(Collection entries)
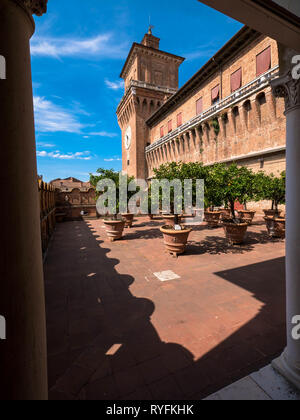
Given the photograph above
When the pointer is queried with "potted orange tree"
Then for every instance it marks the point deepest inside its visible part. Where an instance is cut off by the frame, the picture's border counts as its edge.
(251, 194)
(175, 234)
(114, 222)
(213, 196)
(233, 188)
(274, 189)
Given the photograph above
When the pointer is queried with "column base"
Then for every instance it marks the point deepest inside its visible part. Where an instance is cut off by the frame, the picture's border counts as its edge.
(282, 366)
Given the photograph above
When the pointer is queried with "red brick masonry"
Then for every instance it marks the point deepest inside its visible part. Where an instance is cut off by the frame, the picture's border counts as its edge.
(116, 332)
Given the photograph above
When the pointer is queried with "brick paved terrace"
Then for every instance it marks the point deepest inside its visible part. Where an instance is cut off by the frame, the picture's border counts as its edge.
(115, 331)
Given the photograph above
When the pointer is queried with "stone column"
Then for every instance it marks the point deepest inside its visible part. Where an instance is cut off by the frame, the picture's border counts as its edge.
(289, 88)
(23, 368)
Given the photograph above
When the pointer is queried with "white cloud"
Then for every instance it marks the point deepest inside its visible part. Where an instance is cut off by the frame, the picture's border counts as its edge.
(65, 156)
(45, 145)
(115, 85)
(101, 46)
(103, 134)
(51, 118)
(113, 160)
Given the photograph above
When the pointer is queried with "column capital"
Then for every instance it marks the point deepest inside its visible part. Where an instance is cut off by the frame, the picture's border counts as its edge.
(35, 7)
(288, 88)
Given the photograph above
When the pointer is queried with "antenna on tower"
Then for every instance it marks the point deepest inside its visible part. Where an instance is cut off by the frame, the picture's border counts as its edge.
(150, 26)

= EXERCISE PROMPT =
Locate each line in the material above that contains the string "column", and copy those lines.

= SOLUTION BELOW =
When the pointer is queried with "column base"
When the pointer is queried with "stone column"
When the pointer is queried with "column capital"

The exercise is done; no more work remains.